### Goal
Retype, word for word, the part of the material that opens with the line containing "Target — woman's hair" and closes with the line containing "column 60, row 189", including both of those lines and nothing else.

====

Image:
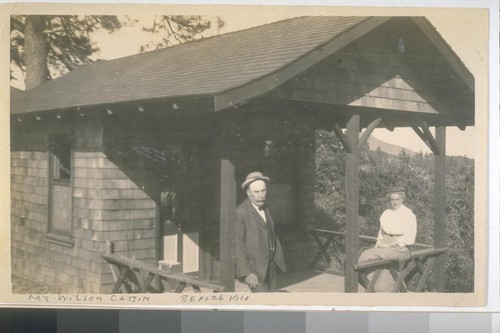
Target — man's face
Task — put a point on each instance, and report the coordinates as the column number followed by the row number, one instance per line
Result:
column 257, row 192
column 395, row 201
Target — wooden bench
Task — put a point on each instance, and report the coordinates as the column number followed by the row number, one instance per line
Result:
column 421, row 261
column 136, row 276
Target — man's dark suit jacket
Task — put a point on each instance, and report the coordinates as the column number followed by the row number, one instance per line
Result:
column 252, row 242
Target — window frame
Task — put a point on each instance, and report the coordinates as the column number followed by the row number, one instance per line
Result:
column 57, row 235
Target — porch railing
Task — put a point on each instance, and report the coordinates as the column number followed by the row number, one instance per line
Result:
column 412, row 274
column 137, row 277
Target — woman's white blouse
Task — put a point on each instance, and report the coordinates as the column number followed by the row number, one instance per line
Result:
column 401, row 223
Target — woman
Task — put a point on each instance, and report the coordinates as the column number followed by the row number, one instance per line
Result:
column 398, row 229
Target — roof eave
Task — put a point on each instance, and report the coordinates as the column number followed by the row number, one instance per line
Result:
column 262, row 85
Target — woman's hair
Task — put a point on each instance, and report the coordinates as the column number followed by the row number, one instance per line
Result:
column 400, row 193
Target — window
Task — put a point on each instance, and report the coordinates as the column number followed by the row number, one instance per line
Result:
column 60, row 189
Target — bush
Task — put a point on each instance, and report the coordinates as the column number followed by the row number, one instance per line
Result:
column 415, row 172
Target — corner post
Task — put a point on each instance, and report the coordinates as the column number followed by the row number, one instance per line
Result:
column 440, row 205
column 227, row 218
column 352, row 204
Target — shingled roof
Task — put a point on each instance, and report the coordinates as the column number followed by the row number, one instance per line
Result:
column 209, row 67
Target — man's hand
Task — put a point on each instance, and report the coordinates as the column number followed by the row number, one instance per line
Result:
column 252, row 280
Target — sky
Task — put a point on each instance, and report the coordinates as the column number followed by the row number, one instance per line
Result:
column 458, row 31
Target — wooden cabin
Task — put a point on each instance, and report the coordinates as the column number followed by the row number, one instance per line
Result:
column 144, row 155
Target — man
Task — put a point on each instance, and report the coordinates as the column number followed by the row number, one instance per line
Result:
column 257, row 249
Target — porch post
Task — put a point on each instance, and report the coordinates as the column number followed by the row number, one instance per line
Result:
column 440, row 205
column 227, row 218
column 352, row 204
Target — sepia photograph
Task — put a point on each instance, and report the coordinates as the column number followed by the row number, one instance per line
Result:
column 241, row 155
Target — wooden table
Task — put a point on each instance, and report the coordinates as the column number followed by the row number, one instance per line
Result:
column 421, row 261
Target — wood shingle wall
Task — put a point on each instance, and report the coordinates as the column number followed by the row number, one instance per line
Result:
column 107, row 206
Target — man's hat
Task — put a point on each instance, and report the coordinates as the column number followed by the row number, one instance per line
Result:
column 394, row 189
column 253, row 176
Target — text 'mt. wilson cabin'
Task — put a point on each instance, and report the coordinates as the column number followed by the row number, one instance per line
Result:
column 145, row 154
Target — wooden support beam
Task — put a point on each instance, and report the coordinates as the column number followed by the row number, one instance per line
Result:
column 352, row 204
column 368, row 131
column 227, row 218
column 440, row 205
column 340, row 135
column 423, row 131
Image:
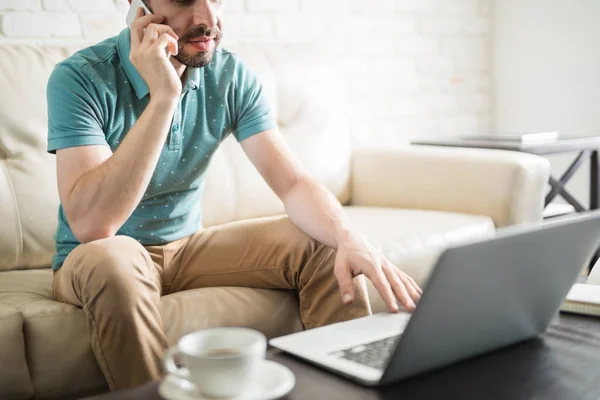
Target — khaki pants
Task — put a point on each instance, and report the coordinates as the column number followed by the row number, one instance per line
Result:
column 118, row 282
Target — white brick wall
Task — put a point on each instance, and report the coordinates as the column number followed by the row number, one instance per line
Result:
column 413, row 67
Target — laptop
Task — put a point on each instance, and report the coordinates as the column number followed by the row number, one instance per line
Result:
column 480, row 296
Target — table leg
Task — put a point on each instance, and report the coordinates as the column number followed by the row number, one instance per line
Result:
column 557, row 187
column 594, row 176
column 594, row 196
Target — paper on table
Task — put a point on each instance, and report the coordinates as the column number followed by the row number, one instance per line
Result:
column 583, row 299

====

### Final answer
Target — woman's hair
Task — put a point on each instance, and report the coordinates as the column number followed by the row number, one instance per line
Result:
column 400, row 193
Target — window
Task — put a point on each instance, and report the coordinates as the column number followed by the row number, one instance per line
Result:
column 60, row 189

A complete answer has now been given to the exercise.